Document extract:
______________________________
This paper has the following main contributions: (1) We propose a workflow for landslide susceptibility evaluation combining spatio-temporal knowledge graphs and machine learning model. (2) We propose a method for organizing remote sensing environmental data based on semantic structure, and improve the efficiency of remote sensing data usage by constructing schema. (3) We define inference rules for candidate model selection and environmental similarity analyses to reduce the impact of sample scarcity on landslide prediction results. (4) We incorporate the knowledge of environmental features in the remote sensing data-driven machine learning method to enhance the applicability of the model, and demonstrate the benefits of this method through experiments. In the following, we first explain our proposed workflow and introduce the construction method of spatio-temporal knowledge graph, and the details of predicting landslides using our method in Section 2. Then, the advantages of our method are demonstrated by experiments in Section 3 and the experimental results are analyzed in Section 4. Finally, our study is concluded in Section 5.

2. Materials and Methods

2.1. Workflow for Landslide Prediction

Generally, when using machine learning models for landslide prediction, it is necessary to first define the boundary of the area for landslide prediction. Secondly, data related to landslides, including historical landslide data and environmental data in the area, are collected by means of remote sensing techniques or fieldwork. Based on these data, datasets are created. The dataset contains the environmental features, i.e., causative factors, that need to be input to the model, and the landslide prediction results, i.e., labels, that are output from the model. Then, the parameters of the model are trained based on the dataset. After training, the optimal model is obtained, and the prediction performance is evaluated based on the model. Eventually, the landslide is predicted based on the model.
______________________________
Instruction 1: Copy from the landslide prediction excerpt the stretch from "2.1. Workflow for" through "predicted based on the model.".
Instruction 2: According to the landslide prediction excerpt, in which section are the advantages of the proposed method demonstrated by experiments?
Instruction 3: Rewrite the paragraph of the landslide prediction excerpt that begins "Generally, when using machine learning models" as a numbered list of steps.
The rows that follow have no connection to the landslide prediction excerpt.

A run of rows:
______________________________
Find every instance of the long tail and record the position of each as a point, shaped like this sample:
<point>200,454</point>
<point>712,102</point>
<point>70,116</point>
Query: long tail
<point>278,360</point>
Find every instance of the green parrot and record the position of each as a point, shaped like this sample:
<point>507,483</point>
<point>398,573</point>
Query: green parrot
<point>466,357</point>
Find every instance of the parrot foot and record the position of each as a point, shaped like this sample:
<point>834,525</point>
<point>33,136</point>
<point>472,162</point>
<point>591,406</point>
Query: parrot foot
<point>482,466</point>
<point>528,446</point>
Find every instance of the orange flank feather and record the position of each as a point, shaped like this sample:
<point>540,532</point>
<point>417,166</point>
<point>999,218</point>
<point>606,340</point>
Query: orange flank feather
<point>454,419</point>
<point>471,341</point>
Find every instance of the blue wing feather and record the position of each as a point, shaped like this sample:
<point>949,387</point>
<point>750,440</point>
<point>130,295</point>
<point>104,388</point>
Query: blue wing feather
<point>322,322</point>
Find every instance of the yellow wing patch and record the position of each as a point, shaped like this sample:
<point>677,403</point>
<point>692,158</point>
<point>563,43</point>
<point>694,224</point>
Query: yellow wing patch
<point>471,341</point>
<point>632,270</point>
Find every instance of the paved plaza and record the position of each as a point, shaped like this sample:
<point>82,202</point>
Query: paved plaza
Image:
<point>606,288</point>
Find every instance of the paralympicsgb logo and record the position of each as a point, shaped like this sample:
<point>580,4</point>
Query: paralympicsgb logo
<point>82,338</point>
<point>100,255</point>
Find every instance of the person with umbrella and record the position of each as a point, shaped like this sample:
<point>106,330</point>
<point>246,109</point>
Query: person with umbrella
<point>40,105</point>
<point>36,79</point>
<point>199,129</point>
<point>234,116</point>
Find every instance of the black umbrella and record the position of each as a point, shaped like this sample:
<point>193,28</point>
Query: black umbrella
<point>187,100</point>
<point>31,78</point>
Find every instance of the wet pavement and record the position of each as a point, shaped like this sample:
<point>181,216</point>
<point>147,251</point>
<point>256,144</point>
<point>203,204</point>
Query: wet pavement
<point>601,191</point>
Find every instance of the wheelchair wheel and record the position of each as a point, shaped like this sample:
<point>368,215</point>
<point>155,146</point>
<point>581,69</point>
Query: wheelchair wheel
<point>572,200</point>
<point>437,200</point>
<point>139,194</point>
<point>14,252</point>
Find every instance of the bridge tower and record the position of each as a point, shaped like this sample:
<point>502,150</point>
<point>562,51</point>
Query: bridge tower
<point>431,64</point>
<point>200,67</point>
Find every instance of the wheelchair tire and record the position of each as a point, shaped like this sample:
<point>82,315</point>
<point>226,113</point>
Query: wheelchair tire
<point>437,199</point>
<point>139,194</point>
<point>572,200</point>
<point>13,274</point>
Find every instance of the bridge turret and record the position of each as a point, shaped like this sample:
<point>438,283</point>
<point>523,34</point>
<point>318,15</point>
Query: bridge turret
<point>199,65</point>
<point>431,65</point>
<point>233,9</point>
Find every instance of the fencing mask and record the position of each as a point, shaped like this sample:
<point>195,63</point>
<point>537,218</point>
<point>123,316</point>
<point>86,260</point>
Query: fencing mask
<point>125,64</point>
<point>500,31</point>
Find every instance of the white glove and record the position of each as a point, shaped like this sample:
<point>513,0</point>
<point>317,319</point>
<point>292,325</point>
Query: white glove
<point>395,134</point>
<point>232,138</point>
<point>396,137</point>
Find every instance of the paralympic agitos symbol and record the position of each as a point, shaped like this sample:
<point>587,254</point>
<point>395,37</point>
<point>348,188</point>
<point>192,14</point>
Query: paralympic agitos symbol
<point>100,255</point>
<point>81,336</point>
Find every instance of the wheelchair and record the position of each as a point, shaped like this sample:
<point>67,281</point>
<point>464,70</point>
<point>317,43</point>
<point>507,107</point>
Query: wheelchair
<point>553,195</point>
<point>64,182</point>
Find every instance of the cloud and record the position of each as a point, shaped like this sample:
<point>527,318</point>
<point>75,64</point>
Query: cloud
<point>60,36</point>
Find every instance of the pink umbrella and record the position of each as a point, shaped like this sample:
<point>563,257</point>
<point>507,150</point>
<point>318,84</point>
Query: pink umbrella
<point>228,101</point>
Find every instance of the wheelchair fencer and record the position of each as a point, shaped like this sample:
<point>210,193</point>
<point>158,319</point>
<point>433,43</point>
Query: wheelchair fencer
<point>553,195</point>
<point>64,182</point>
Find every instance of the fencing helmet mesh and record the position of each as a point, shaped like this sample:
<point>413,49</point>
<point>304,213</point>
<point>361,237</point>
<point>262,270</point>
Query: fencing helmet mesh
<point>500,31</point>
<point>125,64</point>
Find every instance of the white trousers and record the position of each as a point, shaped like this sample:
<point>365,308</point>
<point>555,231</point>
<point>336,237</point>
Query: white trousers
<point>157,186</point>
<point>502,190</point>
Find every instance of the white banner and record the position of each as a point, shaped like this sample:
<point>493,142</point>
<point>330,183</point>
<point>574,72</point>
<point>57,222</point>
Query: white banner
______________________________
Correct result 1:
2.1. Workflow for Landslide Prediction

Generally, when using machine learning models for landslide prediction, it is necessary to first define the boundary of the area for landslide prediction. Secondly, data related to landslides, including historical landslide data and environmental data in the area, are collected by means of remote sensing techniques or fieldwork. Based on these data, datasets are created. The dataset contains the environmental features, i.e., causative factors, that need to be input to the model, and the landslide prediction results, i.e., labels, that are output from the model. Then, the parameters of the model are trained based on the dataset. After training, the optimal model is obtained, and the prediction performance is evaluated based on the model. Eventually, the landslide is predicted based on the model.

Correct result 2: Section 3.

Correct result 3:
1. Define the boundary of the area for landslide prediction.
2. Collect landslide-related data, including historical landslide data and environmental data in the area, through remote sensing techniques or fieldwork.
3. Create datasets containing the environmental features (causative factors) input to the model and the landslide prediction results (labels) output from it.
4. Train the model's parameters on the dataset.
5. Obtain the optimal model and evaluate its prediction performance.
6. Predict landslides with the model.